==== SELECTED TEXT
Compilation album by Faith No More
- Released: March 31, 2008
- Recorded: 1986–1997
- Genre: Alternative metal, alternative rock, experimental rock, funk metal
- Length: 190:00 approx.
- Label: Rhino

Faith No More chronology
| Double Feature: Live at the Brixton Academy, London (You Fat Bastards) / Who Cares a Lot? The Greatest Videos (2006) | The Works (2008) | The Very Best Definitive Ultimate Greatest Hits Collection (2009) |

= The Works (Faith No More album) =

The Works is a 3-disc compilation of Faith No More songs ranging from their second album Introduce Yourself to their sixth album Album of the Year. Virtually every song from The Real Thing is represented, as well as every song from the 1992 album Angel Dust, and every song from the CD release of Live at the Brixton Academy, which had not been officially released in the US until this point. It also includes the soundtrack contribution "The Perfect Crime" and "Easy" which had only been included on non-US pressings of Angel Dust. This compilation does not, however contain many rarities and is not presented in chronological order and as such is viewed as disappointing by many fans.
========
==== TASK INPUT
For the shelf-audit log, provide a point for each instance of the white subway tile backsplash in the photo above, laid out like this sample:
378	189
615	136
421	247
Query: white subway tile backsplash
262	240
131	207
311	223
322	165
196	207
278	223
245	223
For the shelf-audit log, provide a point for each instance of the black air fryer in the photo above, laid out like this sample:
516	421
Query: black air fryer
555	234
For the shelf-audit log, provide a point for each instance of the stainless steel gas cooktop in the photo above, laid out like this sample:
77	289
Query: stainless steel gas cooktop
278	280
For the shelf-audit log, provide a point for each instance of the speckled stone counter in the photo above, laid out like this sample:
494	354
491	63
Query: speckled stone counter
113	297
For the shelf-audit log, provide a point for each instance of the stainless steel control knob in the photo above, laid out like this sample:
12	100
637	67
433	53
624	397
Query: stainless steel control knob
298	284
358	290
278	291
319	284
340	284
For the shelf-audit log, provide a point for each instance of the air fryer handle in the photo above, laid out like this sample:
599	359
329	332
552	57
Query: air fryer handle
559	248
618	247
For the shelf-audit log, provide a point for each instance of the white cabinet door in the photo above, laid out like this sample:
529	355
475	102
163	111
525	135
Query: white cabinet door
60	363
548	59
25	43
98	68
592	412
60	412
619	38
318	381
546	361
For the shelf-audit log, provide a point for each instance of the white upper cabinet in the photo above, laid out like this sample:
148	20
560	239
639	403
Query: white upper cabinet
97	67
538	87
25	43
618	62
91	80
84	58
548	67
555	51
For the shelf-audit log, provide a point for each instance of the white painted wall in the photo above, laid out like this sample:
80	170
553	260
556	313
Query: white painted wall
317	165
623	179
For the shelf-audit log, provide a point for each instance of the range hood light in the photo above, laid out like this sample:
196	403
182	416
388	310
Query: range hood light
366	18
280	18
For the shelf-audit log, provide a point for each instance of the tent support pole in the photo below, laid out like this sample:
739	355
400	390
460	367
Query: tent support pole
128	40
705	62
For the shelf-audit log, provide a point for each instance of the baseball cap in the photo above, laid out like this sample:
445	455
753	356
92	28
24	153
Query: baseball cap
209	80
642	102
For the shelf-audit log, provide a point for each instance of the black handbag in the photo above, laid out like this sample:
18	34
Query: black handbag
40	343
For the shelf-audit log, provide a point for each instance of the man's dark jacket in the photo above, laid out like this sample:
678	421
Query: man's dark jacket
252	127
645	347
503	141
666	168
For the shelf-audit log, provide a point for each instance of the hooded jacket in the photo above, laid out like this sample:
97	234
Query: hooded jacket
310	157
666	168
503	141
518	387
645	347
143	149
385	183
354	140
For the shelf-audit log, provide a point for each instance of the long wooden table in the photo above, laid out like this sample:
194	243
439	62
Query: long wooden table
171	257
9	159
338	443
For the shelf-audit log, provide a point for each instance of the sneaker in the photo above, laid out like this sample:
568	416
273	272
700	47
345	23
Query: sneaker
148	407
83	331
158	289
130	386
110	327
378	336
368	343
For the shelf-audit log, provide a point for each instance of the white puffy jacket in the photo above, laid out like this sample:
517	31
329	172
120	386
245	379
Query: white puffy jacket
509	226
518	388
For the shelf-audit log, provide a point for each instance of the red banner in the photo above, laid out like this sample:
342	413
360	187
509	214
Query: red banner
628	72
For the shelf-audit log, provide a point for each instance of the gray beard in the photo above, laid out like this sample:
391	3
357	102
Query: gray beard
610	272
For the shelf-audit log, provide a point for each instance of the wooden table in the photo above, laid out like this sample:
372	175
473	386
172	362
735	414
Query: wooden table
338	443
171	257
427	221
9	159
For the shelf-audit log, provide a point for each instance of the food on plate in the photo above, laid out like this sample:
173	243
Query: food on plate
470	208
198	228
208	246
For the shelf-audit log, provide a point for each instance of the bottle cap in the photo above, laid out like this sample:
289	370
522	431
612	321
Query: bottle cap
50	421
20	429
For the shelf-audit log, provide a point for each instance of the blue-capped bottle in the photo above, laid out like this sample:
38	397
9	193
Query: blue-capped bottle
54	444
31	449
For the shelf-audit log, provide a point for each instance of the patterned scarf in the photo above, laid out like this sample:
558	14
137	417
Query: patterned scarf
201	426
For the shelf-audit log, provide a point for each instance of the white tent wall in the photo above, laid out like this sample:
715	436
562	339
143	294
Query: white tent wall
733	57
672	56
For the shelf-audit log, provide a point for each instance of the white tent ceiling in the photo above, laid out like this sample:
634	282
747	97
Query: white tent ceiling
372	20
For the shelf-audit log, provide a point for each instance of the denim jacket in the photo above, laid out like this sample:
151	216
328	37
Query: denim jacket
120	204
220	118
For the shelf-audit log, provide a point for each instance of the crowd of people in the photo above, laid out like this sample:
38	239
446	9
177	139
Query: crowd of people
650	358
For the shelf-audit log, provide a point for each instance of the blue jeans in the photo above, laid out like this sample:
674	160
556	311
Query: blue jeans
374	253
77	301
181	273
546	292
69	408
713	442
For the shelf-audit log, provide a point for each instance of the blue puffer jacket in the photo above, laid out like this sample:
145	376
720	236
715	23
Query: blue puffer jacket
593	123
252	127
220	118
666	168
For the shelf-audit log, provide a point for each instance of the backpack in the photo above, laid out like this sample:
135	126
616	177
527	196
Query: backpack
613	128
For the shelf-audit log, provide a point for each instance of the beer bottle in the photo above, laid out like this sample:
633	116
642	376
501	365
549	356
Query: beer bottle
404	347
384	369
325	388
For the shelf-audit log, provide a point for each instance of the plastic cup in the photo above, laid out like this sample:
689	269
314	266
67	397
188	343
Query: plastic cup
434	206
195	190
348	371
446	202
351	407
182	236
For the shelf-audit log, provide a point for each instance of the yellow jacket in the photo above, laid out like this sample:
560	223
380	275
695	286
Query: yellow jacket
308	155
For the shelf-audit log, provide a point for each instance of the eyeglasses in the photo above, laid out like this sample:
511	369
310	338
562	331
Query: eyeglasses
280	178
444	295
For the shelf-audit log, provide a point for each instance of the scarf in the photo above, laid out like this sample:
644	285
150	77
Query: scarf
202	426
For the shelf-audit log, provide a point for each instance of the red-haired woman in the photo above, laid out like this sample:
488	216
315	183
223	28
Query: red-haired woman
========
▶ [REQUIRED TASKS]:
[a] Can you reproduce the article word for word, beginning at the words "Compilation album by" and stopping after "Length: 190:00 approx."?
[b] Would you quote the rows exactly, beginning at the line that has "of the denim" and stopping after the final row?
The rows have no connection to the article.

▶ [THE RESULTS]:
[a]
Compilation album by Faith No More
- Released: March 31, 2008
- Recorded: 1986–1997
- Genre: Alternative metal, alternative rock, experimental rock, funk metal
- Length: 190:00 approx.

[b]
For the shelf-audit log, provide a point for each instance of the denim jacket in the photo above, laid out like this sample:
151	216
328	37
Query: denim jacket
120	204
220	118
For the shelf-audit log, provide a point for each instance of the crowd of people in the photo above, laid out like this sample:
38	239
446	9
177	139
Query: crowd of people
650	358
For the shelf-audit log, provide a point for each instance of the blue jeans in the photo above, laid out like this sample:
674	160
556	311
Query: blue jeans
374	253
77	301
181	273
546	292
69	408
713	442
For the shelf-audit log, provide a point for each instance of the blue puffer jacket in the photo above, laid out like this sample:
145	376
720	236
715	23
Query: blue puffer jacket
593	123
252	127
220	118
666	168
For the shelf-audit log, provide a point for each instance of the backpack in the photo above, laid out like this sample:
135	126
616	177
527	196
Query: backpack
613	128
For the shelf-audit log, provide a point for each instance of the beer bottle in the photo above, laid out like this sample:
633	116
642	376
501	365
549	356
Query: beer bottle
404	347
384	369
325	388
For the shelf-audit log, provide a point for each instance of the plastic cup in the photo above, laid out like this sample:
689	269
314	266
67	397
188	343
Query: plastic cup
434	206
195	190
348	371
446	202
351	407
182	236
For the shelf-audit log, provide a point for each instance of the yellow jacket in the photo above, laid out like this sample:
560	223
380	275
695	286
Query: yellow jacket
308	155
For the shelf-audit log, provide a point for each instance of the eyeglasses in the photo above, laid out like this sample:
511	369
310	338
562	331
Query: eyeglasses
280	178
444	295
For the shelf-audit log, provide a point for each instance of the scarf in the photo above, laid out like this sample:
644	285
150	77
Query: scarf
202	426
For the shelf-audit log, provide a point for each instance of the red-haired woman in the photo above, laid out like this sample:
488	216
315	183
223	28
Query: red-haired woman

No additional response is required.